Your answer should be each line of the entries that contains the word "positive", copied in full.

-=-=-

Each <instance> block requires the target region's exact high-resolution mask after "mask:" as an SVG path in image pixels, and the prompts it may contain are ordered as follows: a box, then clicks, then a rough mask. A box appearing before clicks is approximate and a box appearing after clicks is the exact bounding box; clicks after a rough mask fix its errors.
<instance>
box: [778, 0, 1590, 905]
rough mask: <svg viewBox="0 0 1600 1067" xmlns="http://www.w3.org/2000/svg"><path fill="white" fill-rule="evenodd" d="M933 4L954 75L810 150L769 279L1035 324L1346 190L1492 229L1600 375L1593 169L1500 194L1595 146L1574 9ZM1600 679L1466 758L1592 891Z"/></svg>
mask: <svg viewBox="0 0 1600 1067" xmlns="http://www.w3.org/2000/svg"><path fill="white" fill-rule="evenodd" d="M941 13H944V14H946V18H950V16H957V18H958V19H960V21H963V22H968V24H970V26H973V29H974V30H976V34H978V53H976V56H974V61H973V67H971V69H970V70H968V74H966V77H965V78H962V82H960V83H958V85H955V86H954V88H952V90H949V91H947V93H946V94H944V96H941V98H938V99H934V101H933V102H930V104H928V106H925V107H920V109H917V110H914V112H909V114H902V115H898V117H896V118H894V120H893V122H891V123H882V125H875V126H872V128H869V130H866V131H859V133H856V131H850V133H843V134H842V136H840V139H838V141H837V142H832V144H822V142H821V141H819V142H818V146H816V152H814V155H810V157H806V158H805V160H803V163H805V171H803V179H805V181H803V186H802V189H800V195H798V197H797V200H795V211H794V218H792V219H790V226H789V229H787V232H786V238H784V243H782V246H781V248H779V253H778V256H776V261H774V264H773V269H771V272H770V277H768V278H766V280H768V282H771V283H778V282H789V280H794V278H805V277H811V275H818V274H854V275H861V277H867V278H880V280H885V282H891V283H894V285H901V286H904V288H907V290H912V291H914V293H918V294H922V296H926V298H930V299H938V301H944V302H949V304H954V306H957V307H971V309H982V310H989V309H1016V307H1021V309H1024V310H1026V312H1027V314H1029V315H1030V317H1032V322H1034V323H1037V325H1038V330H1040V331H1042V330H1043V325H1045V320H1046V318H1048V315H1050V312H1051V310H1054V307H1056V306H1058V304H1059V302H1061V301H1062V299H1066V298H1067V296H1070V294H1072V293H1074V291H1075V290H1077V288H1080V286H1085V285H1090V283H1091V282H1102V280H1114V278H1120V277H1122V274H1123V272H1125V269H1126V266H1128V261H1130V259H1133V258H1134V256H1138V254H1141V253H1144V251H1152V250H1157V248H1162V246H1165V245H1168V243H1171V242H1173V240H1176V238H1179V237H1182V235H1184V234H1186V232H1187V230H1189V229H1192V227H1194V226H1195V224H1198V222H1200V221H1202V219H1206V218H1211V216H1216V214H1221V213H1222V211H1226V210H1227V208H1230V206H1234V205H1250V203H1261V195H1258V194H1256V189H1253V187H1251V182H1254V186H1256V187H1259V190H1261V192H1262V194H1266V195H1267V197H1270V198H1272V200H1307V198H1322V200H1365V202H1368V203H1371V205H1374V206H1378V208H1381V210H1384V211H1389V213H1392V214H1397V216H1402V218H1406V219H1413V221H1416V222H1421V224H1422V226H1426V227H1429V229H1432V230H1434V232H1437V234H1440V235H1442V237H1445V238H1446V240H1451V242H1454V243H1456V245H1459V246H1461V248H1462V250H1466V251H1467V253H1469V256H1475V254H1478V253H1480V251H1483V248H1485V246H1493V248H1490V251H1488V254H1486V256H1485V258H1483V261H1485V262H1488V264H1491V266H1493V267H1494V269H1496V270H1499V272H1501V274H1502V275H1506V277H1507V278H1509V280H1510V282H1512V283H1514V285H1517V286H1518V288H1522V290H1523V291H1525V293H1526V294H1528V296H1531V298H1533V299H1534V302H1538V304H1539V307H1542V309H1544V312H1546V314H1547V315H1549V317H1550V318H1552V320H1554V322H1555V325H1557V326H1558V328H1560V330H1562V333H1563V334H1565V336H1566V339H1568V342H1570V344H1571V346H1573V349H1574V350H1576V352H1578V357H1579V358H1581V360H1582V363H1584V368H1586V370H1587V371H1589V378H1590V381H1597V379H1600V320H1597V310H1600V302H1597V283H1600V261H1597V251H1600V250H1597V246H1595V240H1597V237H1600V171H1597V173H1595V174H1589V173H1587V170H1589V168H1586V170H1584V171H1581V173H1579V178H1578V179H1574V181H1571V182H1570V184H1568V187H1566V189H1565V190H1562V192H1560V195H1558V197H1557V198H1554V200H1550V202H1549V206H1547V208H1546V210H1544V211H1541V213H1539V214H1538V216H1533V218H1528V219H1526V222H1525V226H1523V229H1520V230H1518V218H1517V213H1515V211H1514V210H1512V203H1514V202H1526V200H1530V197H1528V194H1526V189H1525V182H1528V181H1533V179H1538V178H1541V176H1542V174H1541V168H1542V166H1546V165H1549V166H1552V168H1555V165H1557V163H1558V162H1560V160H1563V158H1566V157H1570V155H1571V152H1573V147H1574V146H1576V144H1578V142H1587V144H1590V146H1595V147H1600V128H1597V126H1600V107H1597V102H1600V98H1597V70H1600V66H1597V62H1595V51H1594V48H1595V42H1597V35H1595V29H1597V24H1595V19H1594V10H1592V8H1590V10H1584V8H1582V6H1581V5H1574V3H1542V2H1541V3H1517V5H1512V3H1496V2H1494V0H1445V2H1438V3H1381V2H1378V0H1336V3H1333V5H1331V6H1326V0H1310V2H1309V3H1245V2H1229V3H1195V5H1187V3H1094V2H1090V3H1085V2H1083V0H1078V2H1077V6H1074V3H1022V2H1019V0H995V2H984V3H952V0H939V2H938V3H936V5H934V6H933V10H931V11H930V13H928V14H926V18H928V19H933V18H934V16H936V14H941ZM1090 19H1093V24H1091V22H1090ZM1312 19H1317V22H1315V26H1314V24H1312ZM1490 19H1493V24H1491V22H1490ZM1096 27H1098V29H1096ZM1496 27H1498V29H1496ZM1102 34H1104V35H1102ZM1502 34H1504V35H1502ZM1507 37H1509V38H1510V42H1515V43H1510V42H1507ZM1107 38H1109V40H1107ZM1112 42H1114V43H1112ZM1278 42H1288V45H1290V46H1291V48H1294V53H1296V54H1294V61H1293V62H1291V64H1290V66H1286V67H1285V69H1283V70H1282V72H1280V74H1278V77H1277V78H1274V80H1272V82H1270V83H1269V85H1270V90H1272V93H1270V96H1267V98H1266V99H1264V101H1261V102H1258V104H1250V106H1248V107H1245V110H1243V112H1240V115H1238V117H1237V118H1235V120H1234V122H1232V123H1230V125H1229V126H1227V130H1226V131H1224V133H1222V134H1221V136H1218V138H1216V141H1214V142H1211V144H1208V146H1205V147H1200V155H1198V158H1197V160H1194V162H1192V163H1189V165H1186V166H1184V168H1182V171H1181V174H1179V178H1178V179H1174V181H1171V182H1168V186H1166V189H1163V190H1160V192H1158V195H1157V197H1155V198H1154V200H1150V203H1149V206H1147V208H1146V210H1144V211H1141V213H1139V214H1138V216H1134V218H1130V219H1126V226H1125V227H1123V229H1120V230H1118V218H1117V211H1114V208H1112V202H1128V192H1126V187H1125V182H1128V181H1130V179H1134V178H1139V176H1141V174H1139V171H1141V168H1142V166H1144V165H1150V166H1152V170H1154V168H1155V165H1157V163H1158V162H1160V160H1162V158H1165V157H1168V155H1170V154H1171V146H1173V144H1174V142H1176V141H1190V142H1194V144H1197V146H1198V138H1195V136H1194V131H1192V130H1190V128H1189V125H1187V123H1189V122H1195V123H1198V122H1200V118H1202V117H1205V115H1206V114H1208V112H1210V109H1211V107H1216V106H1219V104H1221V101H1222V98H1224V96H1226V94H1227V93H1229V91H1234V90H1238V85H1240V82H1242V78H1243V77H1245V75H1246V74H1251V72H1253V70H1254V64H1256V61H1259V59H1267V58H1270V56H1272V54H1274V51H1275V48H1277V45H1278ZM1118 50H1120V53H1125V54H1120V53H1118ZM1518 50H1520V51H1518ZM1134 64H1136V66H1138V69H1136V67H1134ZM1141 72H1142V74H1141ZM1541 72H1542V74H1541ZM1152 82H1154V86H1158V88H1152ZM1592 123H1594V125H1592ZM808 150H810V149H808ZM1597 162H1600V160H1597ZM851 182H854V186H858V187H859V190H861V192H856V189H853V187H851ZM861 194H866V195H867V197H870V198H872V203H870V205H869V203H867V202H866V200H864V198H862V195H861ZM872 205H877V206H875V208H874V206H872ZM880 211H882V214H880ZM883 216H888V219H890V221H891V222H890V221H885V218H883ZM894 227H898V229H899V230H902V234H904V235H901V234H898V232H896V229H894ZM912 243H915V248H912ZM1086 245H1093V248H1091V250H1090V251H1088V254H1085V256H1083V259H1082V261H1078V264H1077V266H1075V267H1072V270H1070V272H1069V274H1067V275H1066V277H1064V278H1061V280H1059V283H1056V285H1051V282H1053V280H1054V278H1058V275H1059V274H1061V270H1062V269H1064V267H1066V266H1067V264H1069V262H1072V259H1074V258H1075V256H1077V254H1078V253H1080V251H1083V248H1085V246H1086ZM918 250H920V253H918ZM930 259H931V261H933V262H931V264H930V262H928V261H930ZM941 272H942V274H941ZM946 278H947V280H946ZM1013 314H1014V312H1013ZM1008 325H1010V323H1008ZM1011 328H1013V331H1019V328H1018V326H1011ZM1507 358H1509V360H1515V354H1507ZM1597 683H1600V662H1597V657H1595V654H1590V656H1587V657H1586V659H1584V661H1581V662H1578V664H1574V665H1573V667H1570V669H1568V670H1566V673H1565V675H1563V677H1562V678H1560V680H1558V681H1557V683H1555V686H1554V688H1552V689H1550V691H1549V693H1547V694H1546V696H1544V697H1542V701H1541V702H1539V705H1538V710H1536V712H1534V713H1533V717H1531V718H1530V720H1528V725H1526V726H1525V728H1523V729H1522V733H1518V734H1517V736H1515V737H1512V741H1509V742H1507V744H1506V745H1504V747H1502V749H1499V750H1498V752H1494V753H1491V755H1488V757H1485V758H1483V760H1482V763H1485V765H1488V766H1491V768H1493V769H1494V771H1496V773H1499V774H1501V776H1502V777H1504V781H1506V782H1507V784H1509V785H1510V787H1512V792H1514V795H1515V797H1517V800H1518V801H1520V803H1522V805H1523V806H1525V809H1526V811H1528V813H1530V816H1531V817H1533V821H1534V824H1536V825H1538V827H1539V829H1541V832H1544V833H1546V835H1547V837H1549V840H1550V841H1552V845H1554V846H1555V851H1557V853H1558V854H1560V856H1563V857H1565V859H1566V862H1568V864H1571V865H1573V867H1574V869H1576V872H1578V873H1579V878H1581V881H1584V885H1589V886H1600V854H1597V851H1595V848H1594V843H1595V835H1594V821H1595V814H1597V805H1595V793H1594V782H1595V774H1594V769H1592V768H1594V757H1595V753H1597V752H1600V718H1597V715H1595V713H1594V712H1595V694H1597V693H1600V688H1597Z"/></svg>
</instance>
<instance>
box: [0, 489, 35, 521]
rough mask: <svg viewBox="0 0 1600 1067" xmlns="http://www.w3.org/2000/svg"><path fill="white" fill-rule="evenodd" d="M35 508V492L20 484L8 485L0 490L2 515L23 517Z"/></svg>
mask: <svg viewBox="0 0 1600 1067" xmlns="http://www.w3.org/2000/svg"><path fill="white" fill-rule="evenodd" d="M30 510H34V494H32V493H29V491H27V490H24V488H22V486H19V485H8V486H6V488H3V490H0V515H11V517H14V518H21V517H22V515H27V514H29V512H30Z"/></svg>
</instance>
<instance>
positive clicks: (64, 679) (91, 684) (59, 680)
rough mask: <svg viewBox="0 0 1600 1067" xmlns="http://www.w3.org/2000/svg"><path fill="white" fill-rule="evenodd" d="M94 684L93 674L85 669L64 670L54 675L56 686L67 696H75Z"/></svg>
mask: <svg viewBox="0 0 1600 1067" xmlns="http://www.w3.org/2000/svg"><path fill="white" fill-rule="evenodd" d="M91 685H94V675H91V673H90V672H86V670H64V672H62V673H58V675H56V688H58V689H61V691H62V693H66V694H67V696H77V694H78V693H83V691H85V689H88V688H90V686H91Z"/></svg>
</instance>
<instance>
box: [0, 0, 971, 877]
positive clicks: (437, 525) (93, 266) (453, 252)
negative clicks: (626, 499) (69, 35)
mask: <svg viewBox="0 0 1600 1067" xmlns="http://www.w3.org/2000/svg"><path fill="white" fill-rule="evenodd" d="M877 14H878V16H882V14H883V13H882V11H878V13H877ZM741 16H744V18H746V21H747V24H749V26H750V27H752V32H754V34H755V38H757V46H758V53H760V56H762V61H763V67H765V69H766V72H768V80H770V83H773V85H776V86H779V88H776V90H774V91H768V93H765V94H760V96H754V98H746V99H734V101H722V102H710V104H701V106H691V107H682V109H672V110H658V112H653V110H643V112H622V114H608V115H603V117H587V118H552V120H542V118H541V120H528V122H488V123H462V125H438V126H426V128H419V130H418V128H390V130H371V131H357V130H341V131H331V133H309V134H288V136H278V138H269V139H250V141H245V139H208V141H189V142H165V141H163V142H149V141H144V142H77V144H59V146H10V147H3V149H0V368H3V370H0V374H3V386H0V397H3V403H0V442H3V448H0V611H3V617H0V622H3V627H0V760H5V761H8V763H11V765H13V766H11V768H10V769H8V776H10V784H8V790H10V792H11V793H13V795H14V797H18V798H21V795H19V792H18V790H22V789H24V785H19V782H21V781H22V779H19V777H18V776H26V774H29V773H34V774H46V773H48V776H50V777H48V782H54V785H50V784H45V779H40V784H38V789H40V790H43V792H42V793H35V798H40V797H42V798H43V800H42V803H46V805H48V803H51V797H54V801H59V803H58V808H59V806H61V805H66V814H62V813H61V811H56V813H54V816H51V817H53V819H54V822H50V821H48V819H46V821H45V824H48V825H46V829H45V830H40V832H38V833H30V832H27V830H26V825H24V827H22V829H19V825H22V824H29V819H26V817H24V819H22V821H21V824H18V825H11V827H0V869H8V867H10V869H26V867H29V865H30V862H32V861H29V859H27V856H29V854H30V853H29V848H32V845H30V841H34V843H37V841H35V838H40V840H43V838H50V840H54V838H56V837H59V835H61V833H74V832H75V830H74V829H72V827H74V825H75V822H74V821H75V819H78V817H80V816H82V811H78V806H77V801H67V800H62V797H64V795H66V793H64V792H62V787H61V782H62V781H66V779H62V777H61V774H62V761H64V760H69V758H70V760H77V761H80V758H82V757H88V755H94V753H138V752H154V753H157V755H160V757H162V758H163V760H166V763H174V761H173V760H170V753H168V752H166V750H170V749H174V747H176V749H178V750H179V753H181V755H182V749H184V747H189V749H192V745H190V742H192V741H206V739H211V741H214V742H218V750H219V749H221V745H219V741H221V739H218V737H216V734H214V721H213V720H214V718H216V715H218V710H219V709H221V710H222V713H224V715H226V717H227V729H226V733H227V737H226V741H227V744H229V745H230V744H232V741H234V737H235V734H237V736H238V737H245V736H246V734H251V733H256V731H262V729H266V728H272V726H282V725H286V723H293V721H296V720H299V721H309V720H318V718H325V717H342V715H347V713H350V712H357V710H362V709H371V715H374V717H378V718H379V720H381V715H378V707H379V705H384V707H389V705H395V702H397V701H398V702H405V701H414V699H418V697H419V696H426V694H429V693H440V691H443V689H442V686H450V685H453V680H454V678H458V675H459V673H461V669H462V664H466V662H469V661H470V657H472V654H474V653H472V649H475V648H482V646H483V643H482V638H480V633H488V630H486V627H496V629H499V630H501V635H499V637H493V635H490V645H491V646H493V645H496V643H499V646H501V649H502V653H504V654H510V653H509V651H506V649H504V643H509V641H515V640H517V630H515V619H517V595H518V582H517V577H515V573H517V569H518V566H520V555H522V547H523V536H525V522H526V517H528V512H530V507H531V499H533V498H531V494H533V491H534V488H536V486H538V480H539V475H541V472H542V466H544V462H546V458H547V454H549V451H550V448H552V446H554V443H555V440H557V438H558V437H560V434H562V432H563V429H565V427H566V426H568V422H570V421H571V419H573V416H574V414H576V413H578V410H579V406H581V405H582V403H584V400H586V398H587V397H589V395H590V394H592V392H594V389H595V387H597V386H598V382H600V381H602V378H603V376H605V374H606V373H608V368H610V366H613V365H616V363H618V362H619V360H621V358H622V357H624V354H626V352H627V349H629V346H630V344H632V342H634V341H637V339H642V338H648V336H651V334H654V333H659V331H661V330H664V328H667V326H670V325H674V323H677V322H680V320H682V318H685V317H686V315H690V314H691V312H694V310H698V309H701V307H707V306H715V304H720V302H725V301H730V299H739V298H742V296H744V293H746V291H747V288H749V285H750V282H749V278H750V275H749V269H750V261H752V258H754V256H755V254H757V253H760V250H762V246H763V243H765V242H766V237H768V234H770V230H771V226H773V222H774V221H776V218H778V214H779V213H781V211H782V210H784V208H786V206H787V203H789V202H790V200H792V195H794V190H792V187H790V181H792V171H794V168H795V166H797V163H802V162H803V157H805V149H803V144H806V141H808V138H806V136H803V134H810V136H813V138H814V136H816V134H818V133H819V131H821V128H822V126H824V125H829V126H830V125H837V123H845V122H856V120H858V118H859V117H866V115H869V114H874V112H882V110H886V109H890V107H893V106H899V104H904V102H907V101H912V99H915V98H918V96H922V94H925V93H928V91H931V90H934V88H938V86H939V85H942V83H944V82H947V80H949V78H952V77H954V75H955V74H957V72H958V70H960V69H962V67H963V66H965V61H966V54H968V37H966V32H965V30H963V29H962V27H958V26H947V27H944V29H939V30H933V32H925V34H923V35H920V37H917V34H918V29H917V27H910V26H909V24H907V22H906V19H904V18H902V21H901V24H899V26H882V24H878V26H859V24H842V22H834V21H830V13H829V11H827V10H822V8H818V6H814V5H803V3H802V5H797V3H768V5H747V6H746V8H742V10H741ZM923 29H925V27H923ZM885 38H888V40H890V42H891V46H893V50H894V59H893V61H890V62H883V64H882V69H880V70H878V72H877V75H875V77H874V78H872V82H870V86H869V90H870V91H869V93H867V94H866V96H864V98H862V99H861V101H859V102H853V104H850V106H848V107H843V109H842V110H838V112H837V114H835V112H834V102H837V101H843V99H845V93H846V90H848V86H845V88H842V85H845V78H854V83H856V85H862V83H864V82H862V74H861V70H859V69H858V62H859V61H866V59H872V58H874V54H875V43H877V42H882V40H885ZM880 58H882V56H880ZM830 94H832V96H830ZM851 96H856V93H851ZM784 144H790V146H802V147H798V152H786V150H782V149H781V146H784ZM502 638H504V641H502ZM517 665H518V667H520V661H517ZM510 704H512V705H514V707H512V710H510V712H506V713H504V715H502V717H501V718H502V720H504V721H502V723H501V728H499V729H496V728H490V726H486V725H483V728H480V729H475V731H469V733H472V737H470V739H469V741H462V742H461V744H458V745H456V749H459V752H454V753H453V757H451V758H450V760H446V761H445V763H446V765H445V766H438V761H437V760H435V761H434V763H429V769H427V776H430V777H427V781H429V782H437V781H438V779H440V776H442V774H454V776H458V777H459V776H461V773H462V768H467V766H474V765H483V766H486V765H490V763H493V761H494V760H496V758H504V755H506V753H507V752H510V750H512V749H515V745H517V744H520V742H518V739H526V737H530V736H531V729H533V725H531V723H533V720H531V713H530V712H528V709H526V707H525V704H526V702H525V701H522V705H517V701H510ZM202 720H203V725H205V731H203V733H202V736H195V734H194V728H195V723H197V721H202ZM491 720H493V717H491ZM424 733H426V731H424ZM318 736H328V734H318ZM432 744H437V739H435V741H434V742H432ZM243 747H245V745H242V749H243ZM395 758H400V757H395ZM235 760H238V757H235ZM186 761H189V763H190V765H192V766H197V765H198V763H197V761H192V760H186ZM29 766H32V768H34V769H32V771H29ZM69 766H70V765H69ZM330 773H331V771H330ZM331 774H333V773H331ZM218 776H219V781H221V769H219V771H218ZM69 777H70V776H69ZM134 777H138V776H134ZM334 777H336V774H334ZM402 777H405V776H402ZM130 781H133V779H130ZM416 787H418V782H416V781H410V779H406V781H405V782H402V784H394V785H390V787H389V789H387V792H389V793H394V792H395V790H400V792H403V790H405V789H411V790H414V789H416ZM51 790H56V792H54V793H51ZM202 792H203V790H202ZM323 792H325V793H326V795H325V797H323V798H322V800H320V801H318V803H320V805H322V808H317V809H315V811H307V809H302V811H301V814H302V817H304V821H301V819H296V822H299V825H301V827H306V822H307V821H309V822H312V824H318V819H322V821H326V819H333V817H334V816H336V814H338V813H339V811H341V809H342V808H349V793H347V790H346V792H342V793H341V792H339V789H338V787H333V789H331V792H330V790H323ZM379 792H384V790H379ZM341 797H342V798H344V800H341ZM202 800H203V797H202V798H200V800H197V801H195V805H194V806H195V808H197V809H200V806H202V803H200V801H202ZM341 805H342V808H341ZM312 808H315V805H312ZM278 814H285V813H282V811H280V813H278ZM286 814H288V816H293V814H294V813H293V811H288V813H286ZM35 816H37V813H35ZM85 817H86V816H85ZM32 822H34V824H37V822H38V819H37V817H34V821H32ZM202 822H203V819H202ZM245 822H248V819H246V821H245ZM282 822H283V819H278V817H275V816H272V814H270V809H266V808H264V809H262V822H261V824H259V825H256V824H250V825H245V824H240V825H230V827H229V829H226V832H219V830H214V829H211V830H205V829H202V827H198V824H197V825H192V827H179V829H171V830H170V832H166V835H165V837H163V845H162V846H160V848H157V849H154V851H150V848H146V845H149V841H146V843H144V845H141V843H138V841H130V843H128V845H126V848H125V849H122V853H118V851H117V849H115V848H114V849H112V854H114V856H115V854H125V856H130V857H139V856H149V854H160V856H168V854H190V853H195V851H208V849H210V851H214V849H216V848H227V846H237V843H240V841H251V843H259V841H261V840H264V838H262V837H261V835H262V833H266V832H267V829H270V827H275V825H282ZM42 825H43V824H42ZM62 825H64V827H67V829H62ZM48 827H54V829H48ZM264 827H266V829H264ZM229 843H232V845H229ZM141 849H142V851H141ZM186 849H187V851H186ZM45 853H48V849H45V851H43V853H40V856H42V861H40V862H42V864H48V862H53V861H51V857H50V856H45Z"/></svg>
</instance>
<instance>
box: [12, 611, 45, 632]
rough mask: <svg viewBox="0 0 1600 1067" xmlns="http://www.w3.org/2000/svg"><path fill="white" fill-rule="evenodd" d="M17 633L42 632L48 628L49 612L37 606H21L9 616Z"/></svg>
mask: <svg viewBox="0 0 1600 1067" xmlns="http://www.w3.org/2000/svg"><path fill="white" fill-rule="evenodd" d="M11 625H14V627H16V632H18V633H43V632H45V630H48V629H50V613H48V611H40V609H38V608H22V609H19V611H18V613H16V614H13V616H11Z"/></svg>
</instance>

-=-=-

### RESULT OF THE TASK:
positive clicks: (64, 679) (91, 684) (59, 680)
positive clicks: (437, 525) (93, 266) (453, 252)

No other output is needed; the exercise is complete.